• **Exercise instructions**
[A] Print the passage on investment returns word for word, starting with "That means it takes" and going on through "of low returns.".
[B] According to the passage on investment returns, how many years might someone have to wait to get their buying power back?
[C] Go on with the passage on investment returns, picking up after its final sentence.

• **Text under study**
>>
That means it takes a hundred years or so to get back what you gave. In other words, imagine that trade. I'm going to have a hundred dollars of buying power. I'm going to give it to you. And how many years will it take for me to get that money back to break even? Well, it depends on the country, but I might have to wait 75 years to get my buying power back. So what we have is a situation in which there's a tremendous number of claims on goods and services that people, if they sold, they can't sell to actually get that. That's a problem, in terms of these cycles. And you have that. Those returns are going to be, you know, kind of low returns.
How did low returns end up being high returns? In other words, how did you get stocks and bonds to have high returns while you had such low returns like in bonds? The way you did it is to put more money and to lower the interest rate or the expected return. In other words, when you buy things, that means it bids up the price, but it lowers the future expected returns. That's the dynamic that is going on now. And it went on in history. History has shown that when that money goes to go get goods and services, it's a problem. And that's where we are in the cycle.
<<
[Referring expression data]
>>
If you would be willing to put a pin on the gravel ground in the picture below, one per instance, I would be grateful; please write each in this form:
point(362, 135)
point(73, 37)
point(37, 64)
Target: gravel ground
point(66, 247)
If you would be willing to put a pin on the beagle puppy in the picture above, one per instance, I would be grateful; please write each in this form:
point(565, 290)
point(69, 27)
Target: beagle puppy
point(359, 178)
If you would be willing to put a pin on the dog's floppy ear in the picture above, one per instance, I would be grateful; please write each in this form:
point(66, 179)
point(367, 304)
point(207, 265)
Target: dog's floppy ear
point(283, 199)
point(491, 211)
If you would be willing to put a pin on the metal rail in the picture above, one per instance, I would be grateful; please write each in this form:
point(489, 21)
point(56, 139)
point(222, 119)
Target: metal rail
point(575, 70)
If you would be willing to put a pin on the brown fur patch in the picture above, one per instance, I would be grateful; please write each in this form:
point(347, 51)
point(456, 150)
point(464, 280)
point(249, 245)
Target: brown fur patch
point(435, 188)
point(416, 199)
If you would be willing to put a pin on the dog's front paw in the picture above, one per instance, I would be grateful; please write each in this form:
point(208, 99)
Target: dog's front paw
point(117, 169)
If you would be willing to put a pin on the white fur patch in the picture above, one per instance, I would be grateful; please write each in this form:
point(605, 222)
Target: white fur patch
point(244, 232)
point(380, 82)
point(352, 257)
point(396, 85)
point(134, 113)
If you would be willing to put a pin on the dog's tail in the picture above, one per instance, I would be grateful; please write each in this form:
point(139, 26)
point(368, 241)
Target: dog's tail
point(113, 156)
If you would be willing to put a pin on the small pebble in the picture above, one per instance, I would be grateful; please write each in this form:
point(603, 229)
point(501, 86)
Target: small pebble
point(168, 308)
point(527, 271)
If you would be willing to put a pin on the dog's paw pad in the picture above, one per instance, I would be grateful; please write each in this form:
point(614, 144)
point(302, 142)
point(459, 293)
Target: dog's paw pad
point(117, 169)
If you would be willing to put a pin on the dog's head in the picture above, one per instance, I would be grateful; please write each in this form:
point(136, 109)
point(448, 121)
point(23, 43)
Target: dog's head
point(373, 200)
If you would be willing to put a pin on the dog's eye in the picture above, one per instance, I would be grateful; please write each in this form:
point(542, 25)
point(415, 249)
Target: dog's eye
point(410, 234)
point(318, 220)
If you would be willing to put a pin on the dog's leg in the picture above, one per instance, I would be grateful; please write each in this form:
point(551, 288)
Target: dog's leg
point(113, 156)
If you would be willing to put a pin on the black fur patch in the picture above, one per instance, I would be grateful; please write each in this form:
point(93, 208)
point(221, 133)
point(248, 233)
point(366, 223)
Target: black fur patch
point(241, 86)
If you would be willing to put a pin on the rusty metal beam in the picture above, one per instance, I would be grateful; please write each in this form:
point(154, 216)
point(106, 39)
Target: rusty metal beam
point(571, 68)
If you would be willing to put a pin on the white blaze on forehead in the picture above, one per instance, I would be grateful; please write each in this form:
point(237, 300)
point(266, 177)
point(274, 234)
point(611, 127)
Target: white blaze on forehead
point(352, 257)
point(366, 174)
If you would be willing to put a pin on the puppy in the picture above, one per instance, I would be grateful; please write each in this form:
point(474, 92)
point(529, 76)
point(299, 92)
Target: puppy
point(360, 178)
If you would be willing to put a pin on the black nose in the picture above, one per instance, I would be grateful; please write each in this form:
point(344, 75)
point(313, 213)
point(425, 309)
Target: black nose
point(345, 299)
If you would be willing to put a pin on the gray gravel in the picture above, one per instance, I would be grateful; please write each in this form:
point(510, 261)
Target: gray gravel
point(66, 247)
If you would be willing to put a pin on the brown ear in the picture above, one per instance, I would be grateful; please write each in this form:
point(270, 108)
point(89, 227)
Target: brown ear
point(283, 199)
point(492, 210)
<<
• **Results**
[A]
That means it takes a hundred years or so to get back what you gave. In other words, imagine that trade. I'm going to have a hundred dollars of buying power. I'm going to give it to you. And how many years will it take for me to get that money back to break even? Well, it depends on the country, but I might have to wait 75 years to get my buying power back. So what we have is a situation in which there's a tremendous number of claims on goods and services that people, if they sold, they can't sell to actually get that. That's a problem, in terms of these cycles. And you have that. Those returns are going to be, you know, kind of low returns.

[B] 75 years.

[C]
There's been a movement over the past 50 years from Milton Friedman's shareholder primacy, where the purpose of a corporation is to serve its shareholders, to stakeholder capitalism, where the purpose is to serve all communities. Do you subscribe to the idea of stakeholder capitalism?
I think it's confusing for people who are sitting in that situation of what does that mean and how do they enable it? There's a lot of wiggle room; there are not clear rules and laws. You say, "I'm going to be a stakeholder capitalist." What does that mean?
In Europe that might mean something different. It might mean that the labor-union representatives have seats on the board. That's how they do it. Now, whether those are pros or cons, that's a different question. But there is actual engineering of how that comes about and so on. I'm confident right now that we haven't engineered that kind of thing.
We say, "Oh, we should," but what does that actually mean in terms of actual behaviors and so on?
Basically, we have a choice. It's either you're on one side or you're on the other. And you're in a war, or you find a way to be productive and harmonious together. And so whatever's going to get us to be productive and harmonious is going to be better than that war. And still major changes are going to have to be made. Otherwise we're going to have a problem of not only productivity, but we're going to problem that being at each other's throats.
Was there anything you wanted to add?
I'll conclude with the following. I mentioned that there are three big forces, in addition to the virus, and then of course there are other things like global warming and so on, but the three main forces are: The first is the money credit, financial and economic force, printing money, and financing it back.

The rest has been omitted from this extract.